- Things to do:
1. In the passage on system RAM and VRAM, how much VRAM do a pair of Titan RTX cards connected via nVlink offer?
2. Duplicate the part of the passage on system RAM and VRAM between "Another reason you" and "taken advantage of.", inclusive.
3. Write the next part of the passage on system RAM and VRAM, picking up after its final sentence.

- Document excerpt:

A pair of Titan RTX cards connected via nVlink offer up 48GB of VRAM. That would mean that you also need a minimum of 48GB of system RAM in order to avoid any GPU bottlenecks. Flight sims such as X-Plane load up VRAM with as much textures as there is room in VRAM, and especially at 4K with details turned up to 11, it's quite possible to bring even the best gaming system to it's knees.

 

Likewise, if you use multiple displays that will add to the VRAM usage and system RAM demands.

 

Another reason you see 512GB+ and higher among workstation use cases is the VRAM cards like a Quadro 8000 come with - stack four of those in your rig and you're looking at almost 200GB of VRAM. And even if you load up that system RAM with system applications running in the background, multitasking and other overhead, many pro users will also like to allocate a chunk of that 1TB or higher fast system RAM as a dedicated scratch disk for dumping raw files and editing their work. You would think an Optane drive is fast, but no where near as fast as what a RAM DISK can do, so a system with 3TB of RAM can definitely be taken advantage of.

[Collected data]
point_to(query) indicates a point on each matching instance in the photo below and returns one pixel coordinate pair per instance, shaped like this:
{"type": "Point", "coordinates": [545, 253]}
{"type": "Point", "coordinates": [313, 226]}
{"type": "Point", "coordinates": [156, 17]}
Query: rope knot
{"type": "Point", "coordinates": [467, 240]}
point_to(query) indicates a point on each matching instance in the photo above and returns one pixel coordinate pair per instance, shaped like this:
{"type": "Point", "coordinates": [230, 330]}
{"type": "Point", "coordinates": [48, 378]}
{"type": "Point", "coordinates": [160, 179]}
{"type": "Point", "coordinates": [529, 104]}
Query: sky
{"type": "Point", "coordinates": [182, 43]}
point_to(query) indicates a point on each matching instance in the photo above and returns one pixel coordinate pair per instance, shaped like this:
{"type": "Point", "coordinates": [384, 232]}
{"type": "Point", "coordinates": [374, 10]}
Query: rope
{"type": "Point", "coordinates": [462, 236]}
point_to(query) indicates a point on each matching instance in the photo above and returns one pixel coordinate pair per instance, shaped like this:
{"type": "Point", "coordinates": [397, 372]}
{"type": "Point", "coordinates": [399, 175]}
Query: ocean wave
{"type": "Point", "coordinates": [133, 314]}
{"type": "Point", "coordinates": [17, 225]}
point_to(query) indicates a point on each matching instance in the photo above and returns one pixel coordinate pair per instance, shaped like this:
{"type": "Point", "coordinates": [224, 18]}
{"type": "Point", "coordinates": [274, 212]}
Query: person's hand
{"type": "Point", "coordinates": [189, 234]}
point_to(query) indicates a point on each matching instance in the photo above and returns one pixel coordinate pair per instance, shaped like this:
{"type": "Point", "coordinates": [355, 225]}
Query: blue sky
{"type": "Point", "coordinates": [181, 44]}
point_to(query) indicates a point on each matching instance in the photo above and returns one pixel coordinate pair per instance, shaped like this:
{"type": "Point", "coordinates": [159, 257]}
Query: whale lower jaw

- Answers provided:
1. 48GB of VRAM.

2.
Another reason you see 512GB+ and higher among workstation use cases is the VRAM cards like a Quadro 8000 come with - stack four of those in your rig and you're looking at almost 200GB of VRAM. And even if you load up that system RAM with system applications running in the background, multitasking and other overhead, many pro users will also like to allocate a chunk of that 1TB or higher fast system RAM as a dedicated scratch disk for dumping raw files and editing their work. You would think an Optane drive is fast, but no where near as fast as what a RAM DISK can do, so a system with 3TB of RAM can definitely be taken advantage of.

3.
 

As for the page file, you want to make sure you size that C drive big enough to fit that, in addition to your Windows OS install and all your software. Virtual memory is always 2x system memory so 64GB of free space on that C drive would be needed for a system with 32GB of RAM. Don't allocate enough and you have a recipe for prematurely destroying a SSD with excessive r/w operations - I have seen it happen first hand especially on drives that are over 75% full. One trick you can do is reassign that page file to a different physical disk in your system when your C drive is nearing it's capacity. This is especially the case with large RAM setups where your C drive might not even be big enough.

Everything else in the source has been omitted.